→ **TEXTE SOURCE**
────────────────

Nous sommes toujours à l’ère du médecin roi

on croyait révolu le temps, au sein du corps médical, du règne du médecin roi, dans lequel infirmiers, pharmaciens et autres professionnels de la santé soutenaient le médecin patron. Or, j’ai été déçu de constater que cette approche existe toujours, en lisant l’éditorial du mois de mai du président de la Fédération des médecins omnipraticiens du Québec (FMOQ), le Dr Louis Godin, dans la revue interne de la fédération.

 

À première vue, il s’agit d’une invitation à travailler en concertation avec les autres professionnels de la santé. Cependant, une lecture plus approfondie démontre bien que l’idée de la suprématie du médecin persiste.

 

L’éditorial fait mention de travail « multidisciplinaire », ce qui, dans la littérature, est défini comme « le travail en parallèle de différentes disciplines ». Cela implique souvent une coordination indépendante des différents professionnels, en silo, et entraîne malheureusement une structure hiérarchique. Ainsi, quand le Dr Godin écrit « c’est pourquoi nous tenons à réitérer notre souhait de voir les infirmières et les pharmaciens appuyer le corps médical dans les domaines où leur expertise est la plus utile », c’est là un bel exemple de multidisciplinarité. Travail en parallèle, hiérarchie, chacun dans ses frontières. Les infirmières et pharmaciens sont sous le médecin, l’appuient et le soutiennent.

────────────────

→ **DONNÉES FOURNIES**

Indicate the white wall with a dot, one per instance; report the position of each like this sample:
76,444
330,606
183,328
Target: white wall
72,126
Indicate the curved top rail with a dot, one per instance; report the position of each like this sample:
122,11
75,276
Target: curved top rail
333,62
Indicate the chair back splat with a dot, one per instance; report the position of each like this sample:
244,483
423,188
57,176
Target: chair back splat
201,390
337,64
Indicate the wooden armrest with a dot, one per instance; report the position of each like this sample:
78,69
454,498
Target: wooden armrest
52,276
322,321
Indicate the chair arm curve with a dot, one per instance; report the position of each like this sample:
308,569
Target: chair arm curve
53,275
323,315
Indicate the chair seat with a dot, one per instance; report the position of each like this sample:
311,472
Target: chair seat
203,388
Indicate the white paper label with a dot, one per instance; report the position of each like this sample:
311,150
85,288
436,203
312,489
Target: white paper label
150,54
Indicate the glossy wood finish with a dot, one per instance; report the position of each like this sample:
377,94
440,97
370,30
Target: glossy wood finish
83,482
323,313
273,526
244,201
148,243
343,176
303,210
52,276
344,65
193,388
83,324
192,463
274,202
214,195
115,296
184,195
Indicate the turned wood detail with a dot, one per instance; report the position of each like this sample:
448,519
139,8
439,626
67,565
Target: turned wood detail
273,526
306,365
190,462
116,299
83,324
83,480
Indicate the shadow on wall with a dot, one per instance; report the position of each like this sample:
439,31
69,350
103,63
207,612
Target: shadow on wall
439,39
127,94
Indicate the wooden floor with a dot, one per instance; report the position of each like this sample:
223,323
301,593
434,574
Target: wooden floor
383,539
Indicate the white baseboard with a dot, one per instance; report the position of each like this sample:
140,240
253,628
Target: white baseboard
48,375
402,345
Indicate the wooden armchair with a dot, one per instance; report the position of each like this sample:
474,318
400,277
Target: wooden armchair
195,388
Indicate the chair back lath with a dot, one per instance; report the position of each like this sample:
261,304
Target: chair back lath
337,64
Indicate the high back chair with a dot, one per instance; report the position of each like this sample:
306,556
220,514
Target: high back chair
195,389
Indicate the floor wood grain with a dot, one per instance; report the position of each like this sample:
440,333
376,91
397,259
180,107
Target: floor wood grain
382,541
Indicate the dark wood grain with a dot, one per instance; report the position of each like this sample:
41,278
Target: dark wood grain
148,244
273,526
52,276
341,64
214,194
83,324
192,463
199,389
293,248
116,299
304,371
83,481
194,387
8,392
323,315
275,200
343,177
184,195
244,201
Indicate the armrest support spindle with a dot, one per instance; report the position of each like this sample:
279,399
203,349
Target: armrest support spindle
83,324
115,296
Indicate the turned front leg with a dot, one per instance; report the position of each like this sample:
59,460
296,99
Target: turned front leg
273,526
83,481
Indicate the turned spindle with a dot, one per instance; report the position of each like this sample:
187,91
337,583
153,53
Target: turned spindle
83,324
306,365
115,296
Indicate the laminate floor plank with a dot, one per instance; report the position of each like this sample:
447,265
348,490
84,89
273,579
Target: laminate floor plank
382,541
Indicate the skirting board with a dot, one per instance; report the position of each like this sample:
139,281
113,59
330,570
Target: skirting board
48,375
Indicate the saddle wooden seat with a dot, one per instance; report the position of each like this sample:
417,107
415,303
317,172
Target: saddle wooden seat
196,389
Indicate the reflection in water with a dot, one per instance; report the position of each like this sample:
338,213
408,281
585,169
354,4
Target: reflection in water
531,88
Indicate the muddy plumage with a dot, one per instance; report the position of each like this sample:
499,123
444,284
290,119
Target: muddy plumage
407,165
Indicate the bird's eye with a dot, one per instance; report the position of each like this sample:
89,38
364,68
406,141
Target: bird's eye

────────────────

→ **CONSIGNE 1**
Indiquez, d’après le texte sur le médecin roi, qui préside la Fédération des médecins omnipraticiens du Québec.
→ **CONSIGNE 2**
Réécrivez plus brièvement le paragraphe du texte sur le médecin roi qui commence par « L’éditorial fait mention de travail », en conservant ses faits principaux.
→ **CONSIGNE 3**
Poursuivez le texte sur le médecin roi à partir de sa dernière phrase.

→ **RÉPONSE ATTENDUE 1**
Le Dr Louis Godin.

→ **RÉPONSE ATTENDUE 2**
L’éditorial évoque un travail « multidisciplinaire », que la littérature définit comme « le travail en parallèle de différentes disciplines ». Ce mode de travail suppose souvent une coordination en silo entre professionnels et entraîne une structure hiérarchique. Le souhait du Dr Godin de voir infirmières et pharmaciens « appuyer le corps médical » en est un exemple. Chacun reste dans ses frontières, et les infirmières et les pharmaciens sont placés sous le médecin, qu’ils soutiennent.

→ **RÉPONSE ATTENDUE 3**
 

Cependant, à l’heure actuelle, nous avons passé le stade de la multidisciplinarité. Nous en sommes à l’heure de l’« interdisciplinarité », voire de la « transdisciplinarité ». Dans la littérature médicale, l’interdisciplinarité signifie « l’habileté à analyser, synthétiser et harmoniser différentes spécialités entre elles de manière coordonnée et cohérente ». Cela demande de repousser les frontières traditionnelles de nos disciplines (incluant celle du médecin) et de travailler au même niveau, ensemble vers un bien commun. Transdisciplinarité : « l’intégration des sciences naturelles, sociales et de la santé dans un contexte humaniste et qui transcende les frontières traditionnelles ». Cette forme de collaboration demande d’aller au-delà des frontières, de juxtaposer ces idées, de recombiner l’information et souvent de créer de nouvelles connaissances. Avec ces deux définitions, nous sommes bien loin du modèle où un professionnel de la santé ne fait que soutenir un autre au-dessus de lui.

 

Un bel exemple d’initiative de travail interdisciplinaire et transdisciplinaire est le Tutor-PHC (Transdisciplinary Understanding and Training on Research - Primary Health Care), un laboratoire d’idéessur la recherche interdisciplinaire en santé de première ligne créé par l’Université Western, en Ontario.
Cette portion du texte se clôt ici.